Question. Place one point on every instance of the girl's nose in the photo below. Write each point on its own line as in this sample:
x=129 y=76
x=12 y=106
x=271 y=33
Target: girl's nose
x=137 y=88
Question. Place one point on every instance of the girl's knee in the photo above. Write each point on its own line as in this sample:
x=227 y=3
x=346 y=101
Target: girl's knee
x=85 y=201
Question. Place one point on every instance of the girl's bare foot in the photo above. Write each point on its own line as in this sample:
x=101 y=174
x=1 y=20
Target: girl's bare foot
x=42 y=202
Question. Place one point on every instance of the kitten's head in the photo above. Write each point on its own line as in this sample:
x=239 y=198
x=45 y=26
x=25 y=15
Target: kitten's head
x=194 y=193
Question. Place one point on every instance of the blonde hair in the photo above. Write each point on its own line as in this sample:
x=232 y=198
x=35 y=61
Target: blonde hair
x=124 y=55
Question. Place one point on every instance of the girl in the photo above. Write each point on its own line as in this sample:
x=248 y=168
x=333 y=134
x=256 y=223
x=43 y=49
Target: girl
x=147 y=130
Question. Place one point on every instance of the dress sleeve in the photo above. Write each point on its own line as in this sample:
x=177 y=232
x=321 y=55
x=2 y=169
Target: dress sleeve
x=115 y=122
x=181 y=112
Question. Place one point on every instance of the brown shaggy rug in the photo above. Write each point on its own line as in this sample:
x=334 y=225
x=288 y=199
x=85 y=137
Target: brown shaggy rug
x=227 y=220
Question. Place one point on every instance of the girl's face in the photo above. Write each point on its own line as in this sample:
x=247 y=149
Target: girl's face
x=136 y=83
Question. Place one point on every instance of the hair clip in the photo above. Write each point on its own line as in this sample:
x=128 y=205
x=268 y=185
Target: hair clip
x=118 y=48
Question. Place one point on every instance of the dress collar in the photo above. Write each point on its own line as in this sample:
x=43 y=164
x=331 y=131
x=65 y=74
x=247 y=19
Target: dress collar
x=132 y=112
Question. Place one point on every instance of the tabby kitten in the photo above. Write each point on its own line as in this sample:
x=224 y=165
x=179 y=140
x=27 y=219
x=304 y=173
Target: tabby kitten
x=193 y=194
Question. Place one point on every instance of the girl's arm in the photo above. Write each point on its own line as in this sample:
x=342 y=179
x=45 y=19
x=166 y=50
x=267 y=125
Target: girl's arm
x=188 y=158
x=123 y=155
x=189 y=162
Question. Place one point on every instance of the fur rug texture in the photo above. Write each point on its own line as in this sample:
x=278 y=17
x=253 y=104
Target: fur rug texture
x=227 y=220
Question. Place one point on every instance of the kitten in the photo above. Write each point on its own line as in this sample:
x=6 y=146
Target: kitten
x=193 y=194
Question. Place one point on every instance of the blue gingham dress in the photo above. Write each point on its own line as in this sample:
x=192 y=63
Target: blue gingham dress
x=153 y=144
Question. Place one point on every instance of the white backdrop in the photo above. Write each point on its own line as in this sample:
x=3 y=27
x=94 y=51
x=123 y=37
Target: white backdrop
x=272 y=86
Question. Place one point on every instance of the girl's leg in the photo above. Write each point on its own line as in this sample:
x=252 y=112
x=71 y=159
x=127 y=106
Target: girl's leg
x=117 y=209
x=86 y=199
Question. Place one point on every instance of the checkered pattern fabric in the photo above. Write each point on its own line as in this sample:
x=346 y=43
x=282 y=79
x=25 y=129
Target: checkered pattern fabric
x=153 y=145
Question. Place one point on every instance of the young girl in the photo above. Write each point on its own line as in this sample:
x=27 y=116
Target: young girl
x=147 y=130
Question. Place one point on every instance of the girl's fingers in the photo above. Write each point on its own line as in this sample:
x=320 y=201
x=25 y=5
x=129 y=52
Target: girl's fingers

* [Brief]: Count the lines above that contain the word "fingers". Write only the number.

* [Result below]: 2